— start Text segment —

Modern MVS methods combine photometric consistency with regularization (smoothness priors, since nearby pixels usually have similar depths) and may use plane-sweep algorithms, patch-match techniques, or learning-based approaches to handle occlusions, textureless regions, and non-Lambertian surfaces.

The Complete 3D Reconstruction Pipeline

Let me tie it all together. A typical reconstruction pipeline from images to 3D model involves these stages:

  1. Image Acquisition: Capture multiple photos of the scene from different viewpoints (phone camera photos work great!)
  2. Sparse Reconstruction (Structure from Motion):
    • Detect features (SIFT, ORB, etc.) in all images
    • Match features across image pairs
    • Estimate pairwise geometry (fundamental/essential matrices)
    • Incrementally build the reconstruction: start with two views, triangulate points, add more views using PnP (Perspective-n-Point), triangulate new points
    • Global bundle adjustment: jointly optimize all camera poses and all 3D points to minimize total reprojection error
    • Output: Sparse point cloud + camera poses
  3. Dense Reconstruction (Multi-View Stereo):
    • For each pixel in a reference image, compute depth using photometric consistency across multiple views
    • Use depth maps from multiple reference images and fuse them into a consistent 3D model
    • Apply filtering to remove outliers and noise
    • Output: Dense point cloud
  4. Surface Reconstruction:
    • Convert dense point cloud to mesh using Poisson surface reconstruction, screened Poisson, or ball-pivoting
    • Texture the mesh by projecting images onto the surface
    • Output: Textured 3D mesh

COLMAP: The Gold Standard

COLMAP is the most popular open-source software for Structure from Motion and Multi-View Stereo. It automates the entire pipeline above and is incredibly robust. You literally drag in a folder of photos, click "Reconstruct," and wait. COLMAP handles:

  • Automatic feature extraction and matching
  • Incremental and global SfM with sophisticated bundle adjustment
  • Dense reconstruction with patch-match stereo
  • Mesh generation (via Poisson reconstruction)

The dense MVS in COLMAP uses a patch-match algorithm that's both accurate and efficient. It computes depth maps for multiple reference images, checks for geometric and photometric consistency, and fuses them into a final dense point cloud. The results are often stunning—photorealistic 3D models from casual photo collections!

Time-consuming parts: For large scenes with hundreds of images, bundle adjustment can take hours (optimizing thousands of cameras and millions of points). Dense MVS is also computationally expensive since we're computing depth for millions of pixels, each requiring multiple photometric consistency evaluations. But modern implementations use GPUs and clever spatial data structures to speed things up.

The Structure from Motion Pipeline in Detail

Let's take a deeper look at Structure from Motion (SfM), as it's the foundation for many modern reconstruction methods, including Gaussian Splatting. SfM is the process of recovering both the 3D structure of a scene and the camera poses from a collection of 2D images. Think of it as photogrammetry powered by computer vision algorithms.

— end Text segment —

__Task list__:
**1)** Name each numbered stage of the typical pipeline given in the passage on 3D reconstruction.
**2)** Extend the passage on 3D reconstruction, picking up after its final sentence.
The lines that come after this passage on 3D reconstruction are separate material.

— start Extracted material —

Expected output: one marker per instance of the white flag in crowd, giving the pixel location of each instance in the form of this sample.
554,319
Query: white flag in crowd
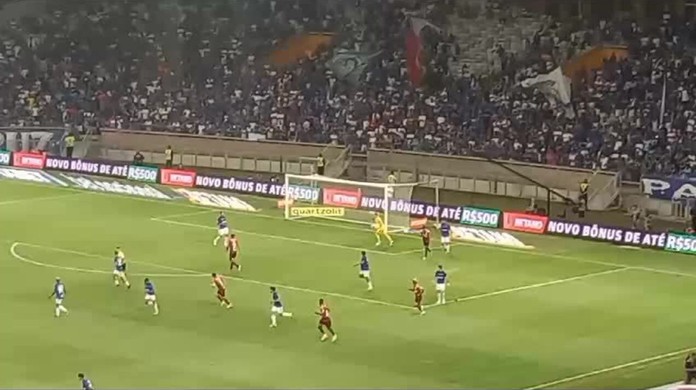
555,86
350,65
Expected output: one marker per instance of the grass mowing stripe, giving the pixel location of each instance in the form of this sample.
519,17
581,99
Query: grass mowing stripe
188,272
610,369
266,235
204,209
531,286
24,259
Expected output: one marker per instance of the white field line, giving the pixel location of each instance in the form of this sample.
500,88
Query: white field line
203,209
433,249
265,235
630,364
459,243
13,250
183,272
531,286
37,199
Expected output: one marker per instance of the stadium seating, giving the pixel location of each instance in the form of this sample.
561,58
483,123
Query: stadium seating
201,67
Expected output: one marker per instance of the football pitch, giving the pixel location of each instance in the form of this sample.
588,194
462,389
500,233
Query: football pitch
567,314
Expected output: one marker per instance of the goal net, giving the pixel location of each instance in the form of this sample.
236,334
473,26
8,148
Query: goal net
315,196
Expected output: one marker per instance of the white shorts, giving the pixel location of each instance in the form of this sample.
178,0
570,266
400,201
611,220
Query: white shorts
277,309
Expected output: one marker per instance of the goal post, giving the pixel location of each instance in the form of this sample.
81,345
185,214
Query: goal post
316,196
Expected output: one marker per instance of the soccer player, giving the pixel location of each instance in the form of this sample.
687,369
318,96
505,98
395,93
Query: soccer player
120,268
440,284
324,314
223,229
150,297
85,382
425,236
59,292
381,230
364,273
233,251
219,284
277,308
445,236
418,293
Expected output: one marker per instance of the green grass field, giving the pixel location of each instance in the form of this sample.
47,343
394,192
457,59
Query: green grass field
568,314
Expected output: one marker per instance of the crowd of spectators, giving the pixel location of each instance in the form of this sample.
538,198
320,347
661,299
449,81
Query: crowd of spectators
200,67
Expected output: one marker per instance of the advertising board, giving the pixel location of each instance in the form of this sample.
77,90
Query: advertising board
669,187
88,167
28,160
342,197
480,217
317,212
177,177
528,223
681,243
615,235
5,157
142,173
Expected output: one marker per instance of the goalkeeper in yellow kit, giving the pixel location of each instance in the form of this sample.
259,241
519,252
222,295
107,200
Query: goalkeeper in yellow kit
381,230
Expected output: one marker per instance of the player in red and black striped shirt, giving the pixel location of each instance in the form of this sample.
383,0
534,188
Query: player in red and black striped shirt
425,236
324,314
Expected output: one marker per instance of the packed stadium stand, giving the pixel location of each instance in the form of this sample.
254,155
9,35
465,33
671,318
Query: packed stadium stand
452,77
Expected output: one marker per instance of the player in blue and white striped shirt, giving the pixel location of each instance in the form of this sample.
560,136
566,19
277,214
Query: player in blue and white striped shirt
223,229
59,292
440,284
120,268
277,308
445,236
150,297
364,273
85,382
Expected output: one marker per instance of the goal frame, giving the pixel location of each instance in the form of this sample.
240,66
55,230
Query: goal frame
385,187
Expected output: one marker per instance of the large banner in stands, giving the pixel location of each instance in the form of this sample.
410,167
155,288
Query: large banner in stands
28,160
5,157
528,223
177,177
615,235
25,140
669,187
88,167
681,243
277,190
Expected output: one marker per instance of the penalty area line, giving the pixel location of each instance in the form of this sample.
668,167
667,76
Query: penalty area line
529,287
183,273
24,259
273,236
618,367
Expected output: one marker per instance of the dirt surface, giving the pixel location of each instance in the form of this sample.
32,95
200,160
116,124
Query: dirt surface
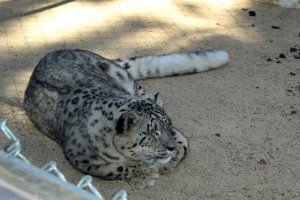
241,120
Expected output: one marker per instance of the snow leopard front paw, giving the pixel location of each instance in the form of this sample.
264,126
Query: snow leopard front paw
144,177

— end Extracted material —

__Set of answers__:
**1)** Image Acquisition; Sparse Reconstruction (Structure from Motion); Dense Reconstruction (Multi-View Stereo); Surface Reconstruction

**2)**
The complete pipeline works as follows:

Step 1: Feature Detection and Description

First, we need to find distinctive points in each image—points that we can reliably identify even when viewed from different angles or under different lighting conditions. Popular feature detectors include:

  • SIFT (Scale-Invariant Feature Transform): Finds keypoints that are invariant to scale, rotation, and partially invariant to illumination changes. Each keypoint gets a 128-dimensional descriptor capturing the local image gradient structure.
  • ORB (Oriented FAST and Rotated BRIEF): A faster alternative to SIFT, using binary descriptors. Great for real-time applications.
  • SuperPoint (learned features): Modern deep learning-based detectors that can find even more reliable correspondences.

For each detected keypoint, we compute a descriptor—a numerical "fingerprint" that describes the appearance of the image region around that point. These descriptors allow us to match the same physical point across different images.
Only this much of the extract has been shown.